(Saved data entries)

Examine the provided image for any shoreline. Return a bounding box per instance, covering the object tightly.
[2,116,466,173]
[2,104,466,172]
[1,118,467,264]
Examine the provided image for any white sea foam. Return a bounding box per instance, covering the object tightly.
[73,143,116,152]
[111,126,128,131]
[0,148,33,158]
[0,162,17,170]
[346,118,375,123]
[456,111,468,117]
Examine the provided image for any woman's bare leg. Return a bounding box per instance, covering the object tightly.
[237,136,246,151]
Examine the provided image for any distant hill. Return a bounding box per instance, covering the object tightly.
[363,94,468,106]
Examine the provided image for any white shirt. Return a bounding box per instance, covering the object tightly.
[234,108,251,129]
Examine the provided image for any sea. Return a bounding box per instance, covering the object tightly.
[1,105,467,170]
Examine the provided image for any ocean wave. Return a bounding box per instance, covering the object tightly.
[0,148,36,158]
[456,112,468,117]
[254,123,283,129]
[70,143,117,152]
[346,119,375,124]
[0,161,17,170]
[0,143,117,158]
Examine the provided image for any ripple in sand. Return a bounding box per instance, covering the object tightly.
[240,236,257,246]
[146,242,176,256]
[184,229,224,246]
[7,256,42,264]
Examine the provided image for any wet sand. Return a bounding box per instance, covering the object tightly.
--
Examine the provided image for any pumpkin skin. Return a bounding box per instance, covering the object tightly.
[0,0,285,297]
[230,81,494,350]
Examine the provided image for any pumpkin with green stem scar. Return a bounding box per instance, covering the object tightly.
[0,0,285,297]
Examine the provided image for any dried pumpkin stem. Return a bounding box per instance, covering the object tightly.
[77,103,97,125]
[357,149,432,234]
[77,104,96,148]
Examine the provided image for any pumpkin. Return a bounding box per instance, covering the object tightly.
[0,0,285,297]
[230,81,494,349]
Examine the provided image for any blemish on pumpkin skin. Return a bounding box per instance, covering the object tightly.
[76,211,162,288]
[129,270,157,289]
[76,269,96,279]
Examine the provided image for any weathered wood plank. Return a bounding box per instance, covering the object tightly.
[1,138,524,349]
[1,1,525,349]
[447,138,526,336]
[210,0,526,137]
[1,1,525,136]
--
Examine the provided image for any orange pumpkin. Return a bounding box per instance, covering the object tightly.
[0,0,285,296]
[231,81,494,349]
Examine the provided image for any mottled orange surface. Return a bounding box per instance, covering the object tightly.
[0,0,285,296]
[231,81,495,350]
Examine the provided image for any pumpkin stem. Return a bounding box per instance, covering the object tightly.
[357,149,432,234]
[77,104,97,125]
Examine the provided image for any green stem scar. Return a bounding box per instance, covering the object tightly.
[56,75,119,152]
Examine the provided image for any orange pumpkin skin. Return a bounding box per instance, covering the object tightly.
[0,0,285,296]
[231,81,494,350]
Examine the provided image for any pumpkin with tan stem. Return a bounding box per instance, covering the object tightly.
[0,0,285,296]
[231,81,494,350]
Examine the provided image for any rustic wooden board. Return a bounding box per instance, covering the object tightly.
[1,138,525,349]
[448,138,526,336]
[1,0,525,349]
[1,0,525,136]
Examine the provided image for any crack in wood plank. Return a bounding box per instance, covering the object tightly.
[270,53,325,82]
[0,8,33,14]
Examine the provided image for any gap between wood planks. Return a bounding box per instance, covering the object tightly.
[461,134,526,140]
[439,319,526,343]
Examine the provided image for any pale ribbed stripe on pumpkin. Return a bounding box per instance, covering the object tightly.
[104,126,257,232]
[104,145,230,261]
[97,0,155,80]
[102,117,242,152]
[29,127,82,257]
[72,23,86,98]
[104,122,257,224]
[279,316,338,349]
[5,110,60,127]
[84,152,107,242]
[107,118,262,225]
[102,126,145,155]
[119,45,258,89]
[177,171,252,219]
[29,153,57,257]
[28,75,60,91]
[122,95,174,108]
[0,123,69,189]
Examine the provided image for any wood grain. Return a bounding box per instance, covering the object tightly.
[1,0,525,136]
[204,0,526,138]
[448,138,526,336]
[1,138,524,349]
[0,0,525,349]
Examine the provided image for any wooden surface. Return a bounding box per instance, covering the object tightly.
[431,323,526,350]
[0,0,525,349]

[Exercise prompt]
Look above for the line with "Examine the provided image for any white shirt." and the line with "Examine the provided image for any wet". Write out those two lines and all the lines between them, exactly, and no others.

[Result below]
Examine the provided image for any white shirt. Return a bounding box per instance, covering the object tightly.
[234,108,251,129]
Examine the provided image for any sea. Return a bounding box per instance, covering the object tightly.
[1,105,467,170]
Examine the provided image for any ocean wave. Return a bounding box per instance, covering the object tightly.
[0,148,36,158]
[456,112,468,117]
[254,123,283,129]
[70,143,117,152]
[346,119,375,124]
[0,161,17,170]
[0,143,117,158]
Examine the provided image for any ripple in sand. Return a bounding box per instance, covering the object tightly.
[240,236,257,246]
[146,242,176,256]
[184,229,224,246]
[7,256,42,264]
Examine the provided image for any wet sand. Return a bounding box per instance, covering the object tightly.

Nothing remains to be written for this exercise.